=== Texte ===
::::::::
La rétrospective de Lenepveu permet de prendre toute la mesure de cette peinture, réalisée pour un monument qui se voulait une œuvre d’art total. On y voit le dessin préparatoire réalisé à taille réelle, c’est-à-dire immense. Lenepveu reporte ses tracés au poncif (une roulette dentée faisant de petits trous dans le papier). Quand on est face à ces vastes feuilles, c’est un choc. Une belle chorégraphie s’y déploie en une ronde bien ordonnancée. Il y a là tout le style et la saveur d’une époque. C’est académique si l’on veut, mais d’un académisme lyrique et magnifiquement composé. Surtout – et c’est là le plus important –, c’est en parfaite harmonie avec l’architecture et la décoration intérieure de l’Opéra Garnier.

L’histoire de l’art manipulée

Pour comprendre cette étrange affaire du plafond de l’Opéra, il faut essayer de saisir l’état d’esprit dans lequel étaient Malraux et un certain nombre de gens dans les années 1960. Rien de mieux pour cela que de se plonger dans les écrits du ministre-écrivain, notamment les trois grands essais sur l’art qu’il rédige après avoir quitté la Rue de Valois (Le Surnaturel, L’Irréel, L’Intemporel).
::::::::
=== Exercice écrit A ===
Répondez aux questions suivantes d'après le texte.
(i) Avec quoi Lenepveu reporte-t-il ses tracés ?
(ii) Avec quoi la peinture est-elle en parfaite harmonie ?
(iii) Quels sont les titres des trois grands essais sur l'art rédigés par Malraux ?
::::::::
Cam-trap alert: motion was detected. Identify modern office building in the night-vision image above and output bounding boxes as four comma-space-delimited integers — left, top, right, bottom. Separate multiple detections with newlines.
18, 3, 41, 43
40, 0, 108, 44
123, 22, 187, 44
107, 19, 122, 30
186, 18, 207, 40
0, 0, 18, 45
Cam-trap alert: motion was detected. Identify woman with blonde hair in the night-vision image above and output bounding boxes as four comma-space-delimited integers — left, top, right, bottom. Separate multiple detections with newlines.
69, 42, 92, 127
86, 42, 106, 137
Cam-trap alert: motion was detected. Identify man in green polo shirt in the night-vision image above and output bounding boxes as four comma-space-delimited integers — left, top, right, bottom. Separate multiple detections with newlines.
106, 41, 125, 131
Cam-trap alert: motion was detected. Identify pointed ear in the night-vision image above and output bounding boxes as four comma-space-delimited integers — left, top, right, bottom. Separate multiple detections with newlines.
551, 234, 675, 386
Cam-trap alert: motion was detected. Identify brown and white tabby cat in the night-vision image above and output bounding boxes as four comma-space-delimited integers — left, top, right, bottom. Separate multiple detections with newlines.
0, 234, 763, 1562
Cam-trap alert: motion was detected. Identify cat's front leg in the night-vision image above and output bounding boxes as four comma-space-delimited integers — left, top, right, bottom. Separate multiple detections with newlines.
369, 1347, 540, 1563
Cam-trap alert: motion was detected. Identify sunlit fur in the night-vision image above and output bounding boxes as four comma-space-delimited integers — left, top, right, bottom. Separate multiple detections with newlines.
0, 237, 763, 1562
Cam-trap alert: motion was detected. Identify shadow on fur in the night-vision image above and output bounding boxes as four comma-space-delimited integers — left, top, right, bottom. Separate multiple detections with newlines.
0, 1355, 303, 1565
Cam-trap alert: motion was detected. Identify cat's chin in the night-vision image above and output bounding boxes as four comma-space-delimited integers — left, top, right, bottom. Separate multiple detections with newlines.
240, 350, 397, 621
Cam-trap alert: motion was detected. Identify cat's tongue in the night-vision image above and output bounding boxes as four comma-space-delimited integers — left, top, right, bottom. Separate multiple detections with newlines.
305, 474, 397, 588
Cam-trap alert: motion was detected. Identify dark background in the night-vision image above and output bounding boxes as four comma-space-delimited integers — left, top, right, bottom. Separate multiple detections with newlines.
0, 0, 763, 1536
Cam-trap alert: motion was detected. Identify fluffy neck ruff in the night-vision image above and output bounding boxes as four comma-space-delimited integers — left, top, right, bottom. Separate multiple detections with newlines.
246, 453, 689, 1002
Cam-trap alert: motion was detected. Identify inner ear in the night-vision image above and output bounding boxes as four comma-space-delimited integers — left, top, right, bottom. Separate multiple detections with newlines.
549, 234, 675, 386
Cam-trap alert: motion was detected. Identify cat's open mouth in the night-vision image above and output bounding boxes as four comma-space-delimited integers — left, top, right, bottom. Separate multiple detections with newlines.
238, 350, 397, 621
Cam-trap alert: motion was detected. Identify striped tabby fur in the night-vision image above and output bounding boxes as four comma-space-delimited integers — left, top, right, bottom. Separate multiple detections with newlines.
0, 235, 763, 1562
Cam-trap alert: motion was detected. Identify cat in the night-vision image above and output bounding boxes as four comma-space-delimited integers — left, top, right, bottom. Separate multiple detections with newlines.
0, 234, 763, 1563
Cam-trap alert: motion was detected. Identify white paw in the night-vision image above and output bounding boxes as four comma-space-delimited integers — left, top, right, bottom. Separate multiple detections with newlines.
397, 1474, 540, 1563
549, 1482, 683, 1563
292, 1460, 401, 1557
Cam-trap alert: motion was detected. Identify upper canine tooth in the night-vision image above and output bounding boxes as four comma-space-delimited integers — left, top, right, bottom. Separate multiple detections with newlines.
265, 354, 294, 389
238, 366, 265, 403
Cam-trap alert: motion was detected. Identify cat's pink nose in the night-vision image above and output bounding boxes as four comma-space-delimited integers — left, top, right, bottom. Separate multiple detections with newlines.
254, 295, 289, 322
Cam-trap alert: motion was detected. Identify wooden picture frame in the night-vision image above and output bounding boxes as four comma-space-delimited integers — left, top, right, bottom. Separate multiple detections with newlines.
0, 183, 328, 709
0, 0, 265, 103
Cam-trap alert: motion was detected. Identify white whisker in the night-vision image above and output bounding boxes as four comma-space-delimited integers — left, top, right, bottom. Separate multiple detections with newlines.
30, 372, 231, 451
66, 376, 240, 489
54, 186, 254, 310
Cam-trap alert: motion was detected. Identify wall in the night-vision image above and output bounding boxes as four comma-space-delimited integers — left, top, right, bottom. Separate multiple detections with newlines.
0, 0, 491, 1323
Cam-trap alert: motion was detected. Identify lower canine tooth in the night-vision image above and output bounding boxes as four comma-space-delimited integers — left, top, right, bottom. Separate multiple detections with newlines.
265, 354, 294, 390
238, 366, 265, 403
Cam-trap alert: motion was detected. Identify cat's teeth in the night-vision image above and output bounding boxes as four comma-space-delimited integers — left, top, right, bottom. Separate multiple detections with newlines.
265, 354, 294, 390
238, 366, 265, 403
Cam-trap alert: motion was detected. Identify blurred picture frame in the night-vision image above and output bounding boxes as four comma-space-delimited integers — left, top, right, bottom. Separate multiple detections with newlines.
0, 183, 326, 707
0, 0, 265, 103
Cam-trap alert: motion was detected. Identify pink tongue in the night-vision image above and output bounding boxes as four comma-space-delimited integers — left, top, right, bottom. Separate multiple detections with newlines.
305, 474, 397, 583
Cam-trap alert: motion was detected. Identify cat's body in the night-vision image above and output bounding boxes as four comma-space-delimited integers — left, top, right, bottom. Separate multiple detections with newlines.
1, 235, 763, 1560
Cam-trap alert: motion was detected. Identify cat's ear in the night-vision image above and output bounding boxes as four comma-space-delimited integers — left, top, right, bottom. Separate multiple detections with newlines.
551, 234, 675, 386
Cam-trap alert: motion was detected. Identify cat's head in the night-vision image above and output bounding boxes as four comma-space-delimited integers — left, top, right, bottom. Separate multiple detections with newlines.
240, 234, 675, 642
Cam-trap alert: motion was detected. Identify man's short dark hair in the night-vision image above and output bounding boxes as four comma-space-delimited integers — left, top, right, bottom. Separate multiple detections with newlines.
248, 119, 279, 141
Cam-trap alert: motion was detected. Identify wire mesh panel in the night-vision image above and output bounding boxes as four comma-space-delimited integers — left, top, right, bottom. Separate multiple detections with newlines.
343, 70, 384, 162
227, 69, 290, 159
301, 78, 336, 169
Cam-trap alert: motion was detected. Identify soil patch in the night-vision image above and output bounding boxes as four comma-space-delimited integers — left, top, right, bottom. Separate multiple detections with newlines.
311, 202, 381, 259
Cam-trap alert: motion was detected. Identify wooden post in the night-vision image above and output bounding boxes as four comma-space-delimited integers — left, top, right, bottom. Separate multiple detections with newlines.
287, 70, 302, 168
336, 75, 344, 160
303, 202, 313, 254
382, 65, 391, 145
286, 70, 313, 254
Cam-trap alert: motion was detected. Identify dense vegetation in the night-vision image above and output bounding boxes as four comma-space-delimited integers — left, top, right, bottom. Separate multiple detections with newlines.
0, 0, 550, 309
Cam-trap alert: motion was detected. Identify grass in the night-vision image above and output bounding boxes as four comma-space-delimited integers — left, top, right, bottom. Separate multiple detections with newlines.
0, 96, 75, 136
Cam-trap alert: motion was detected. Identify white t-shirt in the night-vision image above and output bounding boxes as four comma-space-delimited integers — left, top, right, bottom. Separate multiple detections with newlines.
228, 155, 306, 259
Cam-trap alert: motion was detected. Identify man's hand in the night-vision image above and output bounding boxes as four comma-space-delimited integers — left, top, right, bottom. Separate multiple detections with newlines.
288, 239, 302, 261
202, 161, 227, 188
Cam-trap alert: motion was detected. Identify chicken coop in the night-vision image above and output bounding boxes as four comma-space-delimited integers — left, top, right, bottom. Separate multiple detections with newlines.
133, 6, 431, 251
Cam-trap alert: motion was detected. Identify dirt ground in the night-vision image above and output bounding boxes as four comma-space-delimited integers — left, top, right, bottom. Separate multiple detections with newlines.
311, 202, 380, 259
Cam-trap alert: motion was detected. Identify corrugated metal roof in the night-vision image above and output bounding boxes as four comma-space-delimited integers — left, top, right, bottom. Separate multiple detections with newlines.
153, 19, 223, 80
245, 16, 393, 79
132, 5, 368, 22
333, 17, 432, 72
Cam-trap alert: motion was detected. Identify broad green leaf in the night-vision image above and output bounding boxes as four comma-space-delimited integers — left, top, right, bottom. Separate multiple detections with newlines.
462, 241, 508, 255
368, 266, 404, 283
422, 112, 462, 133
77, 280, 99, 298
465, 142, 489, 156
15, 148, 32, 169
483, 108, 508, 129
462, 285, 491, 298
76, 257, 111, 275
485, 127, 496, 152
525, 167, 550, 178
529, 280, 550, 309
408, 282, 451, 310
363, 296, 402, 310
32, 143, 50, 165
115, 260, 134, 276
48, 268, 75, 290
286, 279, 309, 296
::::::::
=== Exercice écrit B ===
Recopiez à l'identique les lignes des entrées, de celle qui contient « Cam-trap alert: motion was detected. Identify brown » à celle qui contient « 0, 234, 763, 1562 », ces deux lignes comprises.

=== Résultat A ===
(i) Au poncif, une roulette dentée faisant de petits trous dans le papier.
(ii) Avec l'architecture et la décoration intérieure de l'Opéra Garnier.
(iii) Le Surnaturel, L'Irréel et L'Intemporel.

=== Résultat B ===
Cam-trap alert: motion was detected. Identify brown and white tabby cat in the night-vision image above and output bounding boxes as four comma-space-delimited integers — left, top, right, bottom. Separate multiple detections with newlines.
0, 234, 763, 1562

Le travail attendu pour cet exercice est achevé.